Exercise aim
Find every line in the entries below that contains the string "shirt", treating uppercase and lowercase letters as different, and copy each of those lines.

* begin Material supplied *

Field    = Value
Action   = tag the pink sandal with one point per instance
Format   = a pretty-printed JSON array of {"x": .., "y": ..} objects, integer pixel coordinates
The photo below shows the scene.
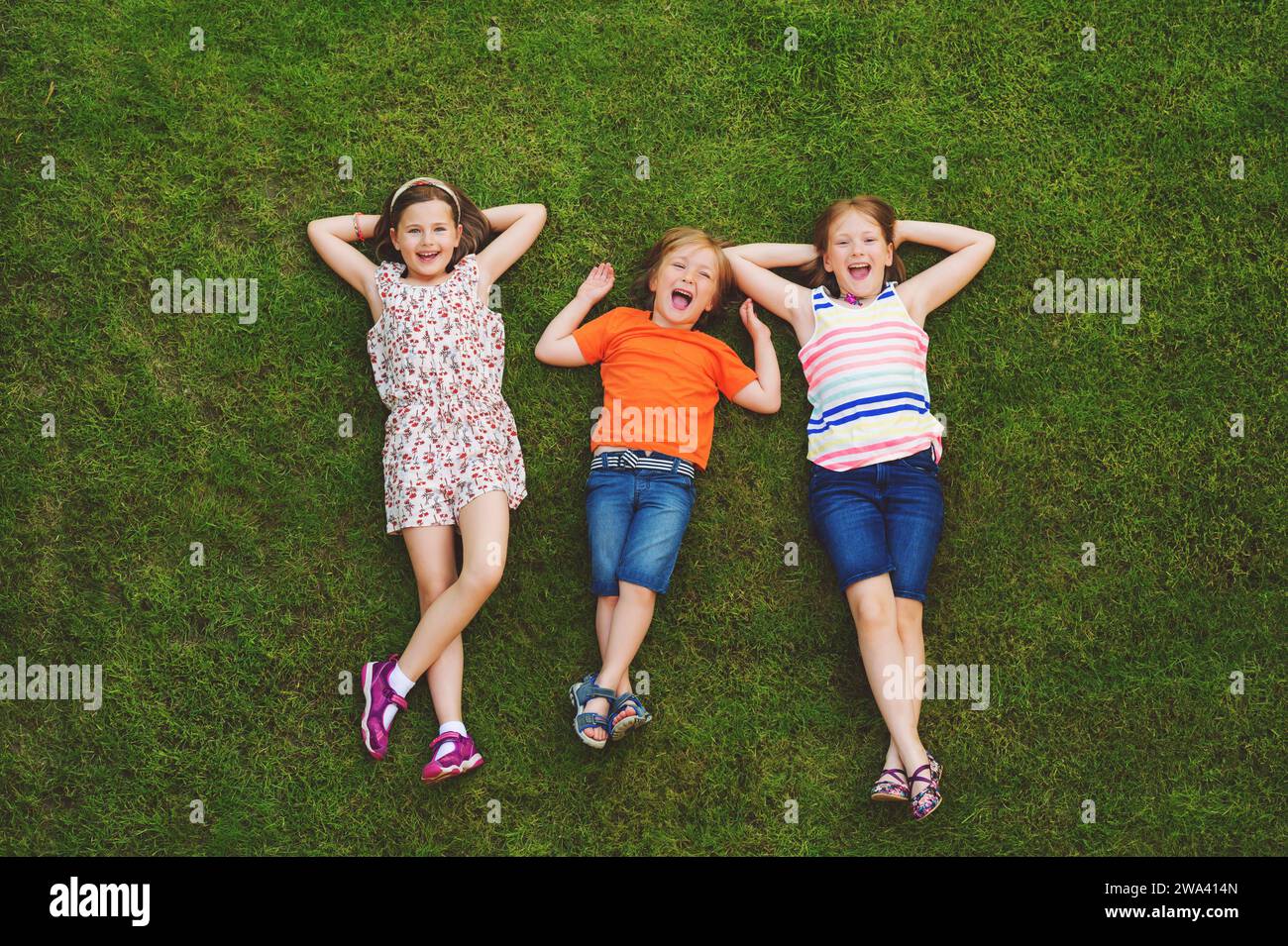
[
  {"x": 928, "y": 798},
  {"x": 892, "y": 787}
]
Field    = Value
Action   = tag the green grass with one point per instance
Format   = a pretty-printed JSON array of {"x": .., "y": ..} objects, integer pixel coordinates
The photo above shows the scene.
[{"x": 1108, "y": 683}]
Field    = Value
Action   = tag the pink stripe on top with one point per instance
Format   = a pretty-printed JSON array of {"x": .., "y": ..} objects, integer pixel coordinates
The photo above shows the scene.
[{"x": 866, "y": 369}]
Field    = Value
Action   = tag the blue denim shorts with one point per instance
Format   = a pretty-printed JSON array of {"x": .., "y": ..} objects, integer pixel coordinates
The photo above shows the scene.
[
  {"x": 880, "y": 517},
  {"x": 636, "y": 519}
]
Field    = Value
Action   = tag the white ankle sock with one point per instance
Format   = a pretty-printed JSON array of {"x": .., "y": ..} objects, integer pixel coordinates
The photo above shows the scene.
[
  {"x": 447, "y": 745},
  {"x": 402, "y": 686}
]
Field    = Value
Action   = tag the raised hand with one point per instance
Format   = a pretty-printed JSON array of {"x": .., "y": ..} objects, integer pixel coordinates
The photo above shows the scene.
[
  {"x": 597, "y": 283},
  {"x": 756, "y": 328}
]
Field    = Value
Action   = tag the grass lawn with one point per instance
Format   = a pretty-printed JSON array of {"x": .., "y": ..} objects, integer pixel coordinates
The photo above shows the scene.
[{"x": 1108, "y": 683}]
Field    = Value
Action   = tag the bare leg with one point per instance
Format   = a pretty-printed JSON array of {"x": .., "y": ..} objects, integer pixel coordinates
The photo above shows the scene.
[
  {"x": 872, "y": 604},
  {"x": 433, "y": 558},
  {"x": 484, "y": 530},
  {"x": 909, "y": 620},
  {"x": 631, "y": 617},
  {"x": 604, "y": 607}
]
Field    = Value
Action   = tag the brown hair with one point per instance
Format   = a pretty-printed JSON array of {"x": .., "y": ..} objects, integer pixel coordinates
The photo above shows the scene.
[
  {"x": 476, "y": 229},
  {"x": 678, "y": 239},
  {"x": 870, "y": 206}
]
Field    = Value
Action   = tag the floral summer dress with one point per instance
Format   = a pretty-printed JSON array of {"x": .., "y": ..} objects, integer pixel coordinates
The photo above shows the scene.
[{"x": 438, "y": 354}]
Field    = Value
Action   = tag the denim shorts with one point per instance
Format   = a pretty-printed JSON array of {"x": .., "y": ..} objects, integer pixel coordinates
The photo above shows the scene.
[
  {"x": 636, "y": 519},
  {"x": 880, "y": 517}
]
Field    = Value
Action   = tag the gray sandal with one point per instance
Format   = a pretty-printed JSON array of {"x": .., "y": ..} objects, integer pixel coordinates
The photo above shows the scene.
[
  {"x": 630, "y": 722},
  {"x": 581, "y": 693}
]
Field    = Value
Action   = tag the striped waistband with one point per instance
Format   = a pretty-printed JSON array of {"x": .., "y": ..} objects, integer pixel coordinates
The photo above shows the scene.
[{"x": 638, "y": 460}]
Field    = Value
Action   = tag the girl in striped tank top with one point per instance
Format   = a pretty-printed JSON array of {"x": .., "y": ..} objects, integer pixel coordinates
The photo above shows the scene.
[{"x": 874, "y": 443}]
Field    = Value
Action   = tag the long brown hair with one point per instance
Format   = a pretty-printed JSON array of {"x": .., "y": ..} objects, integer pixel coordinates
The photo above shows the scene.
[
  {"x": 870, "y": 206},
  {"x": 476, "y": 231},
  {"x": 678, "y": 239}
]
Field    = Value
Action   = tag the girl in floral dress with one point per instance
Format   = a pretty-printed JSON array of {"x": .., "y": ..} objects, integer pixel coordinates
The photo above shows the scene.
[{"x": 452, "y": 457}]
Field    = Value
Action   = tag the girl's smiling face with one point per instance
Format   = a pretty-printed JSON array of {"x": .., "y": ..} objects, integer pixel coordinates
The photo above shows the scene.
[
  {"x": 684, "y": 286},
  {"x": 426, "y": 239},
  {"x": 858, "y": 254}
]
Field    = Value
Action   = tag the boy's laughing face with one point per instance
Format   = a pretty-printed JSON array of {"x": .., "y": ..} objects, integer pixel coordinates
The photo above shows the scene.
[{"x": 684, "y": 286}]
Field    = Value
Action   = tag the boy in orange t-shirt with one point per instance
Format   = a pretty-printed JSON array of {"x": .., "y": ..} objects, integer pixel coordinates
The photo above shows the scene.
[{"x": 662, "y": 379}]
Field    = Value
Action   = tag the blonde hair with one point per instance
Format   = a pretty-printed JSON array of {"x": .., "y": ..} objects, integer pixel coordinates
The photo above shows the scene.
[{"x": 679, "y": 239}]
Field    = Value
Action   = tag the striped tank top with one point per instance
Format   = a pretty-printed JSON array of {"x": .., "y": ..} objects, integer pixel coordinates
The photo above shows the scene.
[{"x": 866, "y": 369}]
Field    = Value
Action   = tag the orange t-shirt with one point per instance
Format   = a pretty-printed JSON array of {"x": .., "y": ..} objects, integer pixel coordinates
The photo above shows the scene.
[{"x": 661, "y": 385}]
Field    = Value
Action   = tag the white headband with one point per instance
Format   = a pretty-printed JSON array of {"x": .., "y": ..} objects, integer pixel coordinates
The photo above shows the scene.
[{"x": 437, "y": 183}]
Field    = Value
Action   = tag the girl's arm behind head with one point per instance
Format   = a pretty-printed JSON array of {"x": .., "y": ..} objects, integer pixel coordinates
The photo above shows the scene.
[
  {"x": 518, "y": 226},
  {"x": 930, "y": 288},
  {"x": 333, "y": 239},
  {"x": 787, "y": 300}
]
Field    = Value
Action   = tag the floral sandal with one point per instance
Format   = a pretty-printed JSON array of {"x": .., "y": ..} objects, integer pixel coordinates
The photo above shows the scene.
[
  {"x": 630, "y": 722},
  {"x": 581, "y": 693},
  {"x": 936, "y": 771},
  {"x": 928, "y": 798},
  {"x": 892, "y": 787}
]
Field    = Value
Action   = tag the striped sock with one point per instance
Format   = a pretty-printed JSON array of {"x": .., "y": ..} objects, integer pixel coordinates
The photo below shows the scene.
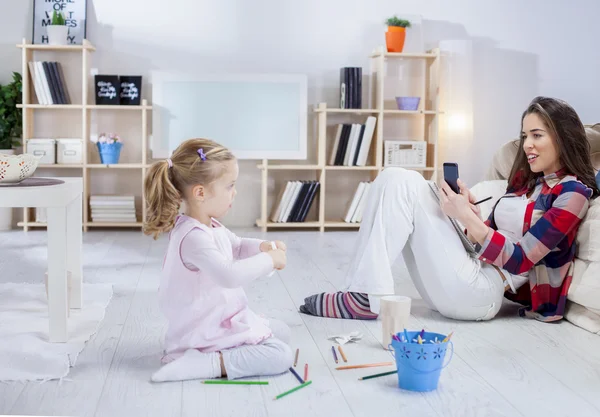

* end Material supplied *

Solution to the exercise
Action   = tag the boy in orange t-shirt with one point per instance
Action   = tag the orange t-shirt with one point per instance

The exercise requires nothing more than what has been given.